**TASKS TO CARRY OUT**
(1) Please print the part of the journal entry that begins at the words "The pre-update post" and stops after the words "tired to tell.".
(2) Answer these questions from the journal entry:
(a) Which movie did the writer go out to see with Jenna?
(b) What did dad complain that the writer hadn't designed or made?
(c) What is the third item on the agenda in "The pre-update post"?

**TEXT SEGMENT**
- - - -

Today: Although I was able to spend time outside and go out to the movies to see The House Bunny with Jenna, I still feel tightly scheduled. It may have been two to three hours, but the things that happened before and after just didn't really make it feel as rewarding as it could have been. Beforehand, mom comes bursting in my room to wake me up, no good morning or anything. And I hate waking up that way. I absolutely hate it because all day I drive here and there with no money of my own, no please or thank you. Just constantly a busboy and chauffeur. After I got home, I tried to get ready to go to Jenna's as calm as possible (otherwise my anxiety will kick in and my hands will tremble viciously). But dad began complaining about why I haven't designed/made a letterhead for one of his clients. I reassess myself and fix it as calmly as possible. I fix it and leave as soon as possible. Spent time with Jenna, relaxed a bit, laughed a bit, I basically enjoyed her company. Afterward, I came home. I went to the bathroom and almost started yelling about the trash overflowing, but I didn't. I decided to take a hot shower. I reach into my dresser and notice my journal is missing. I look in other drawers and realize something: this isn't where I left it before I left. Long story short, I'm very hurt and disappointed that respect and privacy isn't something that is exercised here. It was the last straw that blew my fuse. I think I was so bothered by it that I am completely, utterly indifferent. Just simply extreme oblivion. I suppose I can also describe it as a feeling of... emptiness.

I'm going to try to reassure myself and make myself more at ease by watching something.

Boy. What a day.

Saturday, August 9, 2008

The pre-update post

Okay, so I suppose I'm finally out for summer in terms of doing things academic related. My agenda at the moment:

1) rest up because feeling tired so easily lately
2) clean room
3) update blog layout
4) make a new entry

A lot has happened, too tired to tell.

- - - -

**EXERCISE DATA**
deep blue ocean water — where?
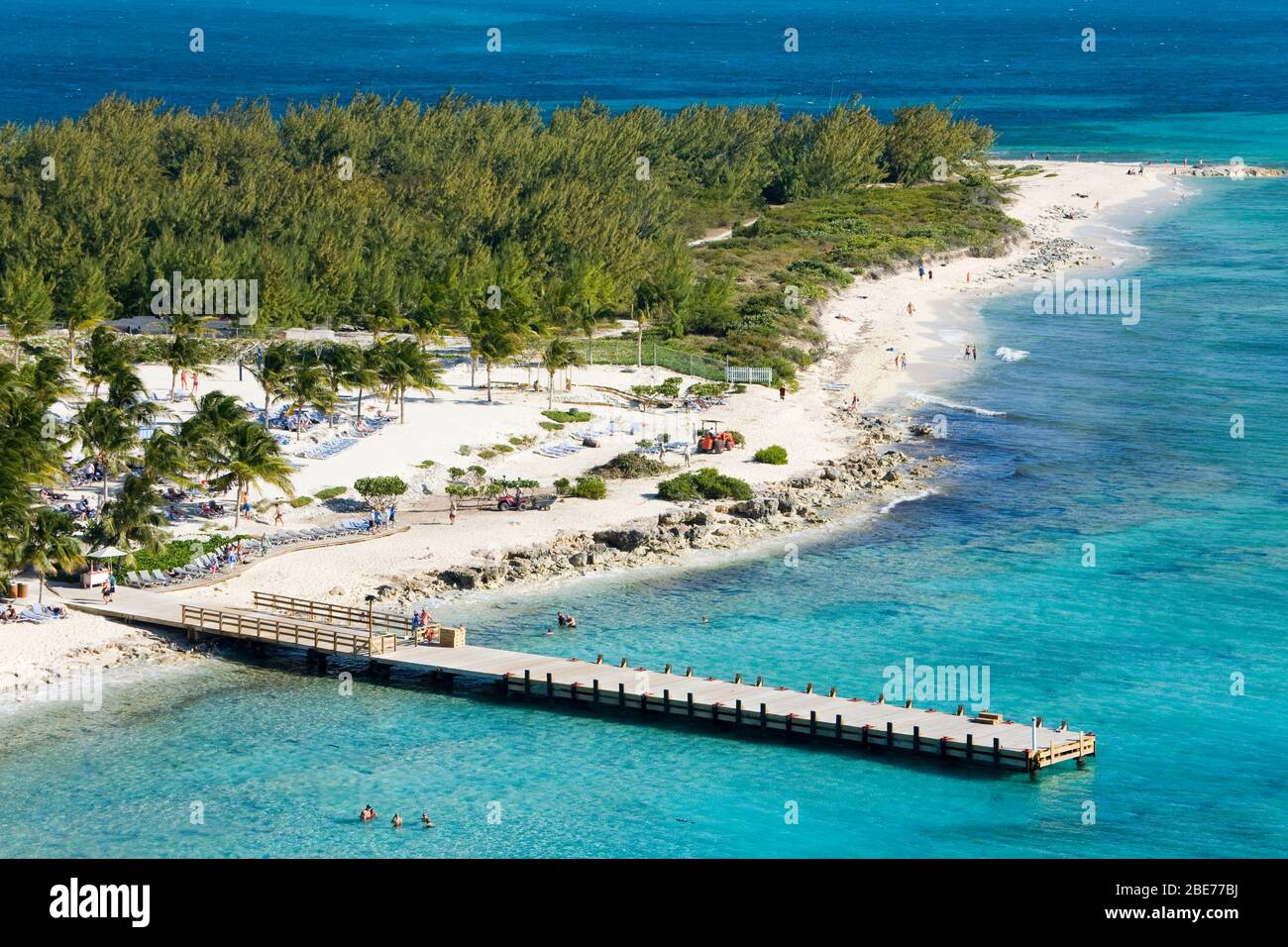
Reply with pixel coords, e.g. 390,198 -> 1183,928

- - - -

**SOLUTIONS TO EACH TASK**
(1)
The pre-update post

Okay, so I suppose I'm finally out for summer in terms of doing things academic related. My agenda at the moment:

1) rest up because feeling tired so easily lately
2) clean room
3) update blog layout
4) make a new entry

A lot has happened, too tired to tell.

(2)
(a) The House Bunny
(b) A letterhead for one of his clients
(c) Update blog layout